Only one number is wanted: the count of lines in the records below that hold the word "doorway".

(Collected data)
%%

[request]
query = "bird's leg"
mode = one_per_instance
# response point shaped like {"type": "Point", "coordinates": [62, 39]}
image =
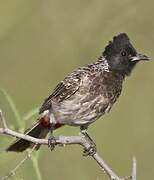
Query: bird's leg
{"type": "Point", "coordinates": [51, 140]}
{"type": "Point", "coordinates": [92, 148]}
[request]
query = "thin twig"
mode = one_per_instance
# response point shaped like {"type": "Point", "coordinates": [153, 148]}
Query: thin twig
{"type": "Point", "coordinates": [65, 140]}
{"type": "Point", "coordinates": [3, 120]}
{"type": "Point", "coordinates": [13, 171]}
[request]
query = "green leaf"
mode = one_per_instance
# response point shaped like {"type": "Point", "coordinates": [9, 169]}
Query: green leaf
{"type": "Point", "coordinates": [14, 109]}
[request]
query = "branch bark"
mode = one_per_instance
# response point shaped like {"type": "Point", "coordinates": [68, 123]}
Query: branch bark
{"type": "Point", "coordinates": [68, 140]}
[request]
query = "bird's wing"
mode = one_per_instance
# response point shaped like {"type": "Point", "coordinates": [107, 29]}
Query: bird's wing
{"type": "Point", "coordinates": [63, 90]}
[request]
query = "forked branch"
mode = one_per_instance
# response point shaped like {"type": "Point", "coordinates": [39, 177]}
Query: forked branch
{"type": "Point", "coordinates": [68, 140]}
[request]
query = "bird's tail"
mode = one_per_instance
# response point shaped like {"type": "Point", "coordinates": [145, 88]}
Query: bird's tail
{"type": "Point", "coordinates": [37, 131]}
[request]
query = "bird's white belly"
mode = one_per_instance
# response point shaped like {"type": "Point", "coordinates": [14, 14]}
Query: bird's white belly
{"type": "Point", "coordinates": [77, 112]}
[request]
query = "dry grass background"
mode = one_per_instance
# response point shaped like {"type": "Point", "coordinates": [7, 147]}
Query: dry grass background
{"type": "Point", "coordinates": [43, 41]}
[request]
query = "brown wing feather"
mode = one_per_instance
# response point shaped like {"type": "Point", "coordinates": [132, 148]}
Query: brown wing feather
{"type": "Point", "coordinates": [63, 90]}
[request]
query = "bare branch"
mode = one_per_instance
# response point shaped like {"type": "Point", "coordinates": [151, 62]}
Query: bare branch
{"type": "Point", "coordinates": [66, 140]}
{"type": "Point", "coordinates": [3, 120]}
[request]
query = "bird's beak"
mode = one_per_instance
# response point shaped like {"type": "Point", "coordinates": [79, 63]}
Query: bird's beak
{"type": "Point", "coordinates": [139, 57]}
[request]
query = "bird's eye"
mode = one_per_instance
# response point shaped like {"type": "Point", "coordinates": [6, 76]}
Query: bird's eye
{"type": "Point", "coordinates": [123, 53]}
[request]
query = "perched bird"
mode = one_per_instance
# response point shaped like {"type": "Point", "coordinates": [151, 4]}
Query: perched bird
{"type": "Point", "coordinates": [87, 93]}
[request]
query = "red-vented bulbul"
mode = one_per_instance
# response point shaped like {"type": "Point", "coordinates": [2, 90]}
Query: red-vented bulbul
{"type": "Point", "coordinates": [87, 93]}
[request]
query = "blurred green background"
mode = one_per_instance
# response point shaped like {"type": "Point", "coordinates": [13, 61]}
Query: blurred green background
{"type": "Point", "coordinates": [40, 43]}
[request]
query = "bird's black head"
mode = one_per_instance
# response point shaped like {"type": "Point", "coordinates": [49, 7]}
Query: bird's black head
{"type": "Point", "coordinates": [121, 55]}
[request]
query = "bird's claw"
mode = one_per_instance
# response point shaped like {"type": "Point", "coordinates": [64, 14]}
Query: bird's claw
{"type": "Point", "coordinates": [51, 143]}
{"type": "Point", "coordinates": [89, 151]}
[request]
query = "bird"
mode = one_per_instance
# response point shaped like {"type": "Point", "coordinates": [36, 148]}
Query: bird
{"type": "Point", "coordinates": [86, 94]}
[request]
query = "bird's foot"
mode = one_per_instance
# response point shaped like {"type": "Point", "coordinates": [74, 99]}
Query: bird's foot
{"type": "Point", "coordinates": [90, 151]}
{"type": "Point", "coordinates": [51, 142]}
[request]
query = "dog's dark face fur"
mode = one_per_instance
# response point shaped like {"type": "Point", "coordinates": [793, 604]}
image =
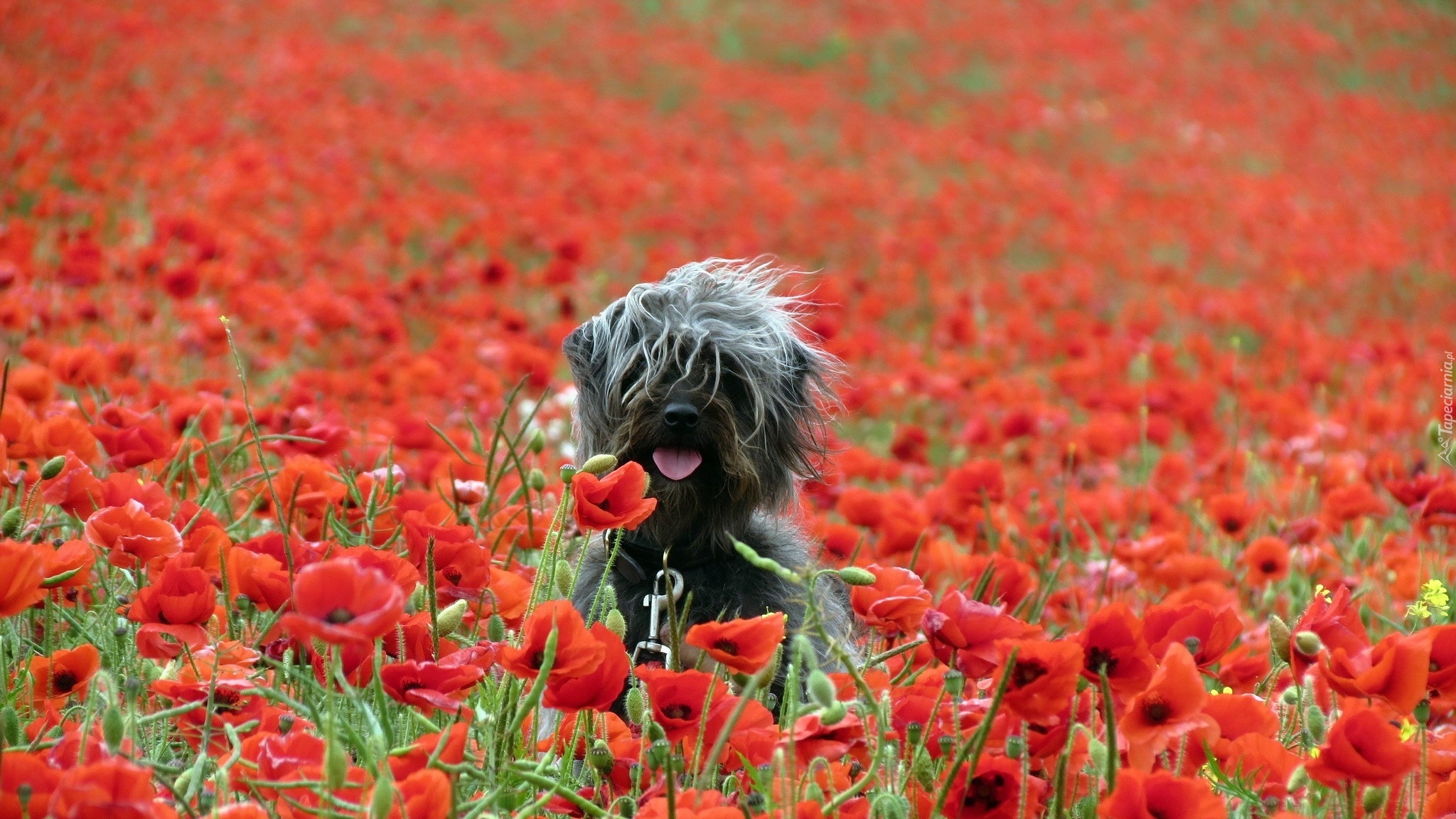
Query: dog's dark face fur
{"type": "Point", "coordinates": [702, 379]}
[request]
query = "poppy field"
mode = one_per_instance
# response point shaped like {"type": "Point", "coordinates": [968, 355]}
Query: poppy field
{"type": "Point", "coordinates": [1142, 483]}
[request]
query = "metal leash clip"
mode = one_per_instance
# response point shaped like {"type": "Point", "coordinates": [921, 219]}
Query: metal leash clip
{"type": "Point", "coordinates": [664, 583]}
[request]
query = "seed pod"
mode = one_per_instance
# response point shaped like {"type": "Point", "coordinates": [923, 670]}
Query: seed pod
{"type": "Point", "coordinates": [11, 522]}
{"type": "Point", "coordinates": [1374, 799]}
{"type": "Point", "coordinates": [1279, 637]}
{"type": "Point", "coordinates": [53, 466]}
{"type": "Point", "coordinates": [112, 729]}
{"type": "Point", "coordinates": [822, 690]}
{"type": "Point", "coordinates": [1315, 723]}
{"type": "Point", "coordinates": [565, 580]}
{"type": "Point", "coordinates": [635, 706]}
{"type": "Point", "coordinates": [496, 628]}
{"type": "Point", "coordinates": [600, 756]}
{"type": "Point", "coordinates": [616, 624]}
{"type": "Point", "coordinates": [383, 798]}
{"type": "Point", "coordinates": [450, 617]}
{"type": "Point", "coordinates": [600, 464]}
{"type": "Point", "coordinates": [1308, 643]}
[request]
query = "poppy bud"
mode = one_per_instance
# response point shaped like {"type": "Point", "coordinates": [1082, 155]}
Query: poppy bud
{"type": "Point", "coordinates": [600, 756]}
{"type": "Point", "coordinates": [112, 727]}
{"type": "Point", "coordinates": [822, 690]}
{"type": "Point", "coordinates": [565, 580]}
{"type": "Point", "coordinates": [600, 464]}
{"type": "Point", "coordinates": [1374, 798]}
{"type": "Point", "coordinates": [1308, 643]}
{"type": "Point", "coordinates": [9, 726]}
{"type": "Point", "coordinates": [616, 624]}
{"type": "Point", "coordinates": [336, 766]}
{"type": "Point", "coordinates": [833, 714]}
{"type": "Point", "coordinates": [1015, 746]}
{"type": "Point", "coordinates": [635, 706]}
{"type": "Point", "coordinates": [11, 522]}
{"type": "Point", "coordinates": [450, 617]}
{"type": "Point", "coordinates": [383, 799]}
{"type": "Point", "coordinates": [1279, 637]}
{"type": "Point", "coordinates": [1315, 723]}
{"type": "Point", "coordinates": [890, 806]}
{"type": "Point", "coordinates": [53, 466]}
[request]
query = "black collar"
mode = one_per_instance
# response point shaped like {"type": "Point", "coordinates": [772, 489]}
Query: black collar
{"type": "Point", "coordinates": [640, 559]}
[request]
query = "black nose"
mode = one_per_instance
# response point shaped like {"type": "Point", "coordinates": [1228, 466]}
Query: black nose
{"type": "Point", "coordinates": [680, 417]}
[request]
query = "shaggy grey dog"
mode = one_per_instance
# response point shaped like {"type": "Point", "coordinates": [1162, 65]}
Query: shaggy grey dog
{"type": "Point", "coordinates": [704, 381]}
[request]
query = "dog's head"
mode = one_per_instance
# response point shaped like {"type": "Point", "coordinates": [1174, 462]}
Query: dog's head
{"type": "Point", "coordinates": [704, 381]}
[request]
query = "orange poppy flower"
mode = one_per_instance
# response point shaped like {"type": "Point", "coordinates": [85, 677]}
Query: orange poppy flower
{"type": "Point", "coordinates": [1171, 707]}
{"type": "Point", "coordinates": [1162, 795]}
{"type": "Point", "coordinates": [614, 500]}
{"type": "Point", "coordinates": [1361, 746]}
{"type": "Point", "coordinates": [678, 698]}
{"type": "Point", "coordinates": [132, 535]}
{"type": "Point", "coordinates": [1265, 560]}
{"type": "Point", "coordinates": [1396, 670]}
{"type": "Point", "coordinates": [967, 630]}
{"type": "Point", "coordinates": [894, 602]}
{"type": "Point", "coordinates": [1043, 680]}
{"type": "Point", "coordinates": [63, 674]}
{"type": "Point", "coordinates": [29, 770]}
{"type": "Point", "coordinates": [341, 601]}
{"type": "Point", "coordinates": [579, 652]}
{"type": "Point", "coordinates": [1113, 641]}
{"type": "Point", "coordinates": [22, 567]}
{"type": "Point", "coordinates": [111, 787]}
{"type": "Point", "coordinates": [599, 688]}
{"type": "Point", "coordinates": [742, 645]}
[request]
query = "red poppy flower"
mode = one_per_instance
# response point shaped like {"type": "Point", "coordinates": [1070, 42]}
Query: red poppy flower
{"type": "Point", "coordinates": [993, 792]}
{"type": "Point", "coordinates": [894, 604]}
{"type": "Point", "coordinates": [614, 500]}
{"type": "Point", "coordinates": [813, 739]}
{"type": "Point", "coordinates": [968, 631]}
{"type": "Point", "coordinates": [1171, 707]}
{"type": "Point", "coordinates": [1162, 795]}
{"type": "Point", "coordinates": [1043, 678]}
{"type": "Point", "coordinates": [1366, 748]}
{"type": "Point", "coordinates": [65, 674]}
{"type": "Point", "coordinates": [678, 698]}
{"type": "Point", "coordinates": [1113, 641]}
{"type": "Point", "coordinates": [1265, 560]}
{"type": "Point", "coordinates": [132, 535]}
{"type": "Point", "coordinates": [1396, 670]}
{"type": "Point", "coordinates": [742, 645]}
{"type": "Point", "coordinates": [429, 685]}
{"type": "Point", "coordinates": [579, 652]}
{"type": "Point", "coordinates": [179, 595]}
{"type": "Point", "coordinates": [599, 688]}
{"type": "Point", "coordinates": [22, 567]}
{"type": "Point", "coordinates": [340, 601]}
{"type": "Point", "coordinates": [21, 769]}
{"type": "Point", "coordinates": [108, 788]}
{"type": "Point", "coordinates": [1206, 631]}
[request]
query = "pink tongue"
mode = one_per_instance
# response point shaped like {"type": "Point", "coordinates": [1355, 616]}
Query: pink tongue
{"type": "Point", "coordinates": [676, 464]}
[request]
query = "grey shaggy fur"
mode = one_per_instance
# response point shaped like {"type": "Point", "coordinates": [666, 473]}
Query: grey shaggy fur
{"type": "Point", "coordinates": [717, 336]}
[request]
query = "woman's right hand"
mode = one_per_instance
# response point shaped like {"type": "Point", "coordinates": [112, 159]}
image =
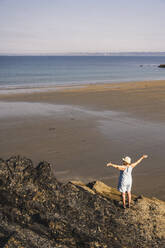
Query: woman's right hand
{"type": "Point", "coordinates": [109, 164]}
{"type": "Point", "coordinates": [145, 156]}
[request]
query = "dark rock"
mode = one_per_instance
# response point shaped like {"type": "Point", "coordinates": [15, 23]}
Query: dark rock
{"type": "Point", "coordinates": [162, 66]}
{"type": "Point", "coordinates": [38, 211]}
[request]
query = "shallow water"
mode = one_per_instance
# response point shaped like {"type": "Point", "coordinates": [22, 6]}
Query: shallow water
{"type": "Point", "coordinates": [45, 71]}
{"type": "Point", "coordinates": [87, 140]}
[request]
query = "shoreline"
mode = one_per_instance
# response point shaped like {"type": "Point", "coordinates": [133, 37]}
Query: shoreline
{"type": "Point", "coordinates": [79, 130]}
{"type": "Point", "coordinates": [78, 86]}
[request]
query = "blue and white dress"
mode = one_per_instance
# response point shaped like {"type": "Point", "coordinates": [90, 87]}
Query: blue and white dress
{"type": "Point", "coordinates": [125, 180]}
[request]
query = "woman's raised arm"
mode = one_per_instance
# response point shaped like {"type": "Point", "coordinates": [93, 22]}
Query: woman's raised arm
{"type": "Point", "coordinates": [139, 160]}
{"type": "Point", "coordinates": [119, 167]}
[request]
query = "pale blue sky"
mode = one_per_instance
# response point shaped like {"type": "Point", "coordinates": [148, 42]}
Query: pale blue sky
{"type": "Point", "coordinates": [57, 26]}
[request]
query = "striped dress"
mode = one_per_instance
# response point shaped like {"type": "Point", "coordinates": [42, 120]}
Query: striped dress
{"type": "Point", "coordinates": [125, 180]}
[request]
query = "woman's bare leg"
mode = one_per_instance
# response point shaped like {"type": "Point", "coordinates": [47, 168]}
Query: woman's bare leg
{"type": "Point", "coordinates": [123, 196]}
{"type": "Point", "coordinates": [129, 199]}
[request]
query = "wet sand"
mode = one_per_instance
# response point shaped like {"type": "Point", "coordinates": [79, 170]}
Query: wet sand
{"type": "Point", "coordinates": [80, 129]}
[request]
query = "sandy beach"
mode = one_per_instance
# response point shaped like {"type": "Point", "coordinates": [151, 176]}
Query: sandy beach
{"type": "Point", "coordinates": [80, 129]}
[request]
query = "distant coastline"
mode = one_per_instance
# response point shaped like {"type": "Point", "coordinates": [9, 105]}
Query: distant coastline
{"type": "Point", "coordinates": [84, 54]}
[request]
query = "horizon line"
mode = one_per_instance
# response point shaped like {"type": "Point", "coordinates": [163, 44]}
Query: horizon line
{"type": "Point", "coordinates": [83, 53]}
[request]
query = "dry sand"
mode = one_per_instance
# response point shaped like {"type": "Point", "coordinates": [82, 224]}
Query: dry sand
{"type": "Point", "coordinates": [80, 129]}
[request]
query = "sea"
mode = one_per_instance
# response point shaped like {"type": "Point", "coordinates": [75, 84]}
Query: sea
{"type": "Point", "coordinates": [19, 72]}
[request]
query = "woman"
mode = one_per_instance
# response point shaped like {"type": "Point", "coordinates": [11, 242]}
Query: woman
{"type": "Point", "coordinates": [125, 178]}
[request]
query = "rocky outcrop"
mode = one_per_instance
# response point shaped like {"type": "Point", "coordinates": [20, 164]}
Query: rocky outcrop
{"type": "Point", "coordinates": [36, 210]}
{"type": "Point", "coordinates": [162, 66]}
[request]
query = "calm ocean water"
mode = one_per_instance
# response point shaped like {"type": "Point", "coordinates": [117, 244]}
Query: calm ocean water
{"type": "Point", "coordinates": [44, 71]}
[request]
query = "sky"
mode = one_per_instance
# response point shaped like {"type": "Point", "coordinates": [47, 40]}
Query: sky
{"type": "Point", "coordinates": [75, 26]}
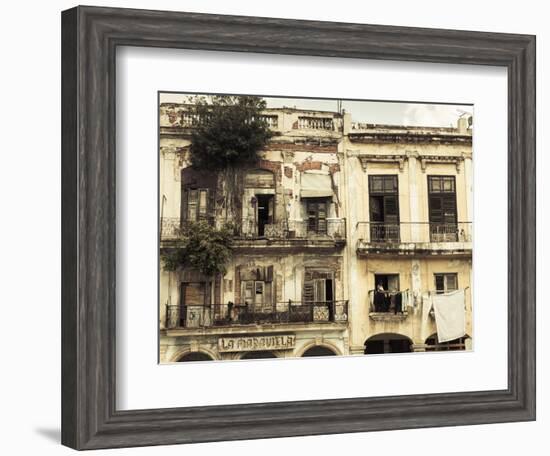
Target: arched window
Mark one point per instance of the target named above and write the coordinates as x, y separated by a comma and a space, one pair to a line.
195, 356
258, 355
319, 350
387, 343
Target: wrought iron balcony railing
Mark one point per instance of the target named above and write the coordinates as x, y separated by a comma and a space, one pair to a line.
335, 229
214, 315
395, 302
413, 232
294, 229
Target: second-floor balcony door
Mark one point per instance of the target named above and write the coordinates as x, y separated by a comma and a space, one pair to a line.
442, 209
264, 212
384, 209
192, 299
317, 216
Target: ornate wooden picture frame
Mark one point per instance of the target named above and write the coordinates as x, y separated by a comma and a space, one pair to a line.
90, 36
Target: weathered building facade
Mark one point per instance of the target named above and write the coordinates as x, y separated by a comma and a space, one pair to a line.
332, 211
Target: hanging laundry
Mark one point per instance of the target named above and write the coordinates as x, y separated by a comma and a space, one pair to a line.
379, 299
427, 305
450, 315
398, 303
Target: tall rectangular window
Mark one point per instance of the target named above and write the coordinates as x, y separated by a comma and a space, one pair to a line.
195, 204
446, 282
384, 208
317, 215
442, 209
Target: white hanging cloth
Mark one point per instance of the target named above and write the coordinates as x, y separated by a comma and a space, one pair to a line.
450, 315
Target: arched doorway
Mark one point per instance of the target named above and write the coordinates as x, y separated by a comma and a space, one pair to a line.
319, 350
387, 343
258, 355
432, 344
195, 356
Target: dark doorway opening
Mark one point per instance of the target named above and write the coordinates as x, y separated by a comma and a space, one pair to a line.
387, 343
319, 350
259, 355
265, 212
195, 356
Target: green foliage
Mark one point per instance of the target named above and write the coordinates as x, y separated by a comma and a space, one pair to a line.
200, 247
230, 133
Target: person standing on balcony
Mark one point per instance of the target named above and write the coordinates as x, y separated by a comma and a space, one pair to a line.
379, 298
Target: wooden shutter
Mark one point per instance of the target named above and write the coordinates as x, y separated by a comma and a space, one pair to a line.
448, 207
309, 288
193, 294
202, 204
192, 205
391, 209
452, 282
440, 282
247, 291
319, 290
183, 205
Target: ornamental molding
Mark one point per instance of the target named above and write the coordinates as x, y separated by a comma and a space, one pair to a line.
399, 159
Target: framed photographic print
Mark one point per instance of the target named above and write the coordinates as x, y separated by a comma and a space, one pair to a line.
279, 228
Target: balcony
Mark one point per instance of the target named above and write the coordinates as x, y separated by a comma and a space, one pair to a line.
414, 238
224, 315
389, 306
326, 233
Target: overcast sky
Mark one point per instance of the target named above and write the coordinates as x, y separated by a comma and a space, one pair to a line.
380, 112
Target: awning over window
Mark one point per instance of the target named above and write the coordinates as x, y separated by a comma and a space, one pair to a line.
316, 185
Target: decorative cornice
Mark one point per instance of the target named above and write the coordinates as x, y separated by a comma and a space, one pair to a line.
399, 159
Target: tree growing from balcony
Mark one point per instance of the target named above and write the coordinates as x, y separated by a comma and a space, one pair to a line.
202, 247
228, 137
230, 133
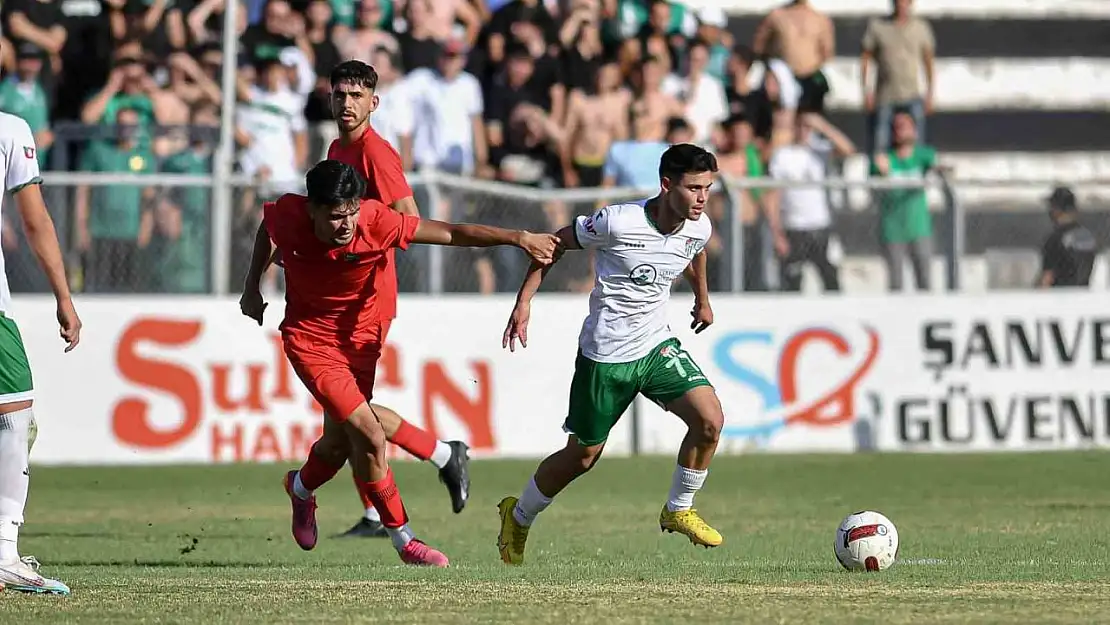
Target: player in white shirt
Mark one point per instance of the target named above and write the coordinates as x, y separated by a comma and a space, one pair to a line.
17, 419
626, 346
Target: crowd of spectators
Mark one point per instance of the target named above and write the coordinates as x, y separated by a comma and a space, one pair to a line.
535, 92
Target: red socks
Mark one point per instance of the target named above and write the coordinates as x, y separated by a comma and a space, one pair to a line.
415, 441
384, 496
315, 472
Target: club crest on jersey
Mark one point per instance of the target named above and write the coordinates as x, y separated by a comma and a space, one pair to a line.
643, 274
693, 247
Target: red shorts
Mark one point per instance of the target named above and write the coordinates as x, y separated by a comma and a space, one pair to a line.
340, 377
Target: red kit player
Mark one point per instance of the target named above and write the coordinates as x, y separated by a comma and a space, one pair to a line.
334, 247
359, 145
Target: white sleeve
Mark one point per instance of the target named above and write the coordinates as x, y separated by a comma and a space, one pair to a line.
22, 157
593, 231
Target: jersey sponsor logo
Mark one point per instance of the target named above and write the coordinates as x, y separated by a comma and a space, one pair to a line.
810, 379
643, 274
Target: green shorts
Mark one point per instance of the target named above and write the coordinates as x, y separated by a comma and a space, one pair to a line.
14, 369
602, 392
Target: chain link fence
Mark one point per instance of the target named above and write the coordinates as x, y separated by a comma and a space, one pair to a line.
153, 233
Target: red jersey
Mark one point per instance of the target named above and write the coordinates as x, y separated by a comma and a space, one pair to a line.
335, 295
380, 164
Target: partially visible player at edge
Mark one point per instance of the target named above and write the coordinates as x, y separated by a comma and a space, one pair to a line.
359, 145
334, 244
626, 345
17, 393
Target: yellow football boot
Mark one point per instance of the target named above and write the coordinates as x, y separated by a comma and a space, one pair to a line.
513, 535
688, 523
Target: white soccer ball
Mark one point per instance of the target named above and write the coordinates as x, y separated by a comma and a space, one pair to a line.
866, 541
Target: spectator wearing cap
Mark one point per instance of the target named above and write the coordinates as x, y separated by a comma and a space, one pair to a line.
1069, 251
448, 133
22, 96
905, 224
900, 46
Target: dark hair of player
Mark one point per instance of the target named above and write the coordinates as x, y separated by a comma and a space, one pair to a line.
332, 183
686, 158
354, 72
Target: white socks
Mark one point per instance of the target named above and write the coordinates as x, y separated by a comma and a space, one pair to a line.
684, 484
442, 454
13, 479
401, 536
531, 504
299, 489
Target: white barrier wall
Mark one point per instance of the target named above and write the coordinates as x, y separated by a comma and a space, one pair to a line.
189, 380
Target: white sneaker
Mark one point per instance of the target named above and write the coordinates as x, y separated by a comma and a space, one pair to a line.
22, 576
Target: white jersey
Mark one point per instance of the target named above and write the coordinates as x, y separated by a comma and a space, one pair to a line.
272, 118
636, 265
20, 169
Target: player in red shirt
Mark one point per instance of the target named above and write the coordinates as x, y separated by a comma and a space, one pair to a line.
359, 145
334, 247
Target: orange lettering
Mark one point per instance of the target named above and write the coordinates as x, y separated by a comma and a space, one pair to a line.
300, 443
130, 415
389, 366
220, 441
474, 413
221, 380
283, 389
265, 445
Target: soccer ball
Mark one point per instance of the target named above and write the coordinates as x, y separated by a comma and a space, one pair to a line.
866, 541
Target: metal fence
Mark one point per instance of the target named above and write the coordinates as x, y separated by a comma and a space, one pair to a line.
159, 233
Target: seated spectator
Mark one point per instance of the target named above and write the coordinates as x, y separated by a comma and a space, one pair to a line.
447, 106
113, 221
799, 217
804, 38
905, 223
22, 96
596, 119
703, 96
361, 41
180, 247
900, 44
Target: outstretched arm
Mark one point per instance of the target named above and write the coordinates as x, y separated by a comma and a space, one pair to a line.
540, 247
696, 276
517, 326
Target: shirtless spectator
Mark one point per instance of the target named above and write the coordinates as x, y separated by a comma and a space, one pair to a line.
702, 94
595, 120
739, 157
900, 46
651, 107
805, 39
361, 41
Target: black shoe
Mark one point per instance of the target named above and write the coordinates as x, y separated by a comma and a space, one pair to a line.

%%

SOLUTION FOR THIS EXERCISE:
2